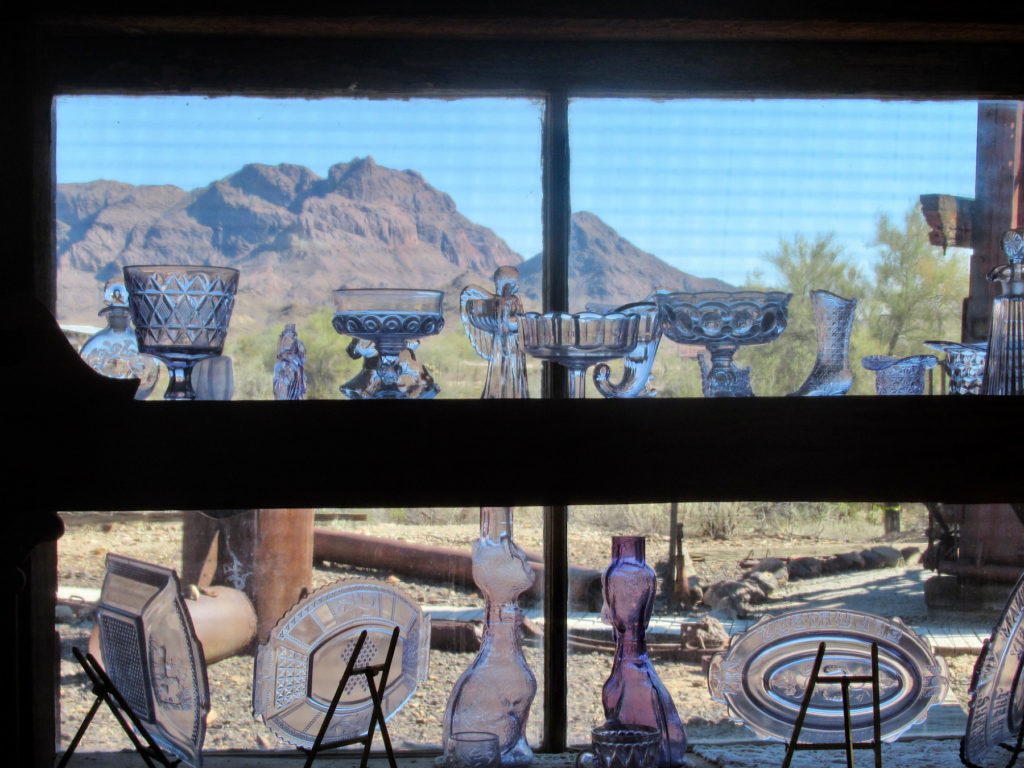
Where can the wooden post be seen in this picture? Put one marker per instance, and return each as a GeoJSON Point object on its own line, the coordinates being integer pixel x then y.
{"type": "Point", "coordinates": [996, 206]}
{"type": "Point", "coordinates": [670, 572]}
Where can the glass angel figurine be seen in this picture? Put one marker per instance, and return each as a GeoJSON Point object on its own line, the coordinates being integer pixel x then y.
{"type": "Point", "coordinates": [289, 373]}
{"type": "Point", "coordinates": [492, 324]}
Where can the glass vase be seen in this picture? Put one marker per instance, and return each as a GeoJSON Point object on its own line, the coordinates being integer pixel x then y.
{"type": "Point", "coordinates": [495, 693]}
{"type": "Point", "coordinates": [1005, 364]}
{"type": "Point", "coordinates": [634, 694]}
{"type": "Point", "coordinates": [833, 323]}
{"type": "Point", "coordinates": [114, 351]}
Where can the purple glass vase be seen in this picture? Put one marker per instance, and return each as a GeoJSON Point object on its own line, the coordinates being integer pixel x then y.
{"type": "Point", "coordinates": [494, 695]}
{"type": "Point", "coordinates": [633, 693]}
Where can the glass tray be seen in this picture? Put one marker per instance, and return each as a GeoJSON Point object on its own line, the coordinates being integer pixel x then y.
{"type": "Point", "coordinates": [763, 675]}
{"type": "Point", "coordinates": [298, 669]}
{"type": "Point", "coordinates": [151, 652]}
{"type": "Point", "coordinates": [996, 696]}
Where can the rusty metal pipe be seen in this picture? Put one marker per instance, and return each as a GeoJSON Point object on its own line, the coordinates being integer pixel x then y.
{"type": "Point", "coordinates": [439, 563]}
{"type": "Point", "coordinates": [989, 571]}
{"type": "Point", "coordinates": [224, 621]}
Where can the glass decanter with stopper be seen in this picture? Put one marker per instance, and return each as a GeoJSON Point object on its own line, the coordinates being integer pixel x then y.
{"type": "Point", "coordinates": [495, 693]}
{"type": "Point", "coordinates": [634, 694]}
{"type": "Point", "coordinates": [114, 351]}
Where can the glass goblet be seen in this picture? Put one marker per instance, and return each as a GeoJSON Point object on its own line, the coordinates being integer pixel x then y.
{"type": "Point", "coordinates": [180, 315]}
{"type": "Point", "coordinates": [472, 750]}
{"type": "Point", "coordinates": [579, 341]}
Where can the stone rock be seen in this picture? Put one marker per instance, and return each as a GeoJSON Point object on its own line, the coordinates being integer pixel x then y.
{"type": "Point", "coordinates": [805, 567]}
{"type": "Point", "coordinates": [890, 555]}
{"type": "Point", "coordinates": [765, 581]}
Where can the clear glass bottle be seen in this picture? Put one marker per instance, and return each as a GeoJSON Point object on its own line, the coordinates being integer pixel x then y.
{"type": "Point", "coordinates": [634, 694]}
{"type": "Point", "coordinates": [492, 323]}
{"type": "Point", "coordinates": [495, 693]}
{"type": "Point", "coordinates": [114, 351]}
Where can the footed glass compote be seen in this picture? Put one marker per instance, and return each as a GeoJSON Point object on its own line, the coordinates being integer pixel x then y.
{"type": "Point", "coordinates": [964, 364]}
{"type": "Point", "coordinates": [579, 341]}
{"type": "Point", "coordinates": [180, 315]}
{"type": "Point", "coordinates": [722, 322]}
{"type": "Point", "coordinates": [386, 324]}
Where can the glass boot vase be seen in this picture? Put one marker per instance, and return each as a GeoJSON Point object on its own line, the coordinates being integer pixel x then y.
{"type": "Point", "coordinates": [832, 374]}
{"type": "Point", "coordinates": [633, 693]}
{"type": "Point", "coordinates": [494, 695]}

..........

Starting at the line with "Where can the footed", copy every line down to the last one above, exactly as written and with nothing else.

### [TASK ANSWER]
Where can the footed glass compote be seen in this picture? Put one marker per instance, and return each as a GeoJSON Point object on its own line, the coordinates being integer pixel x then y.
{"type": "Point", "coordinates": [964, 364]}
{"type": "Point", "coordinates": [579, 341]}
{"type": "Point", "coordinates": [180, 315]}
{"type": "Point", "coordinates": [722, 322]}
{"type": "Point", "coordinates": [386, 324]}
Where can the glass boot vase be seen in this picture? Put one marker per instance, and return each as a GeoJSON Point object on its own line, the coordinates being integer pixel x then y.
{"type": "Point", "coordinates": [832, 374]}
{"type": "Point", "coordinates": [633, 693]}
{"type": "Point", "coordinates": [494, 695]}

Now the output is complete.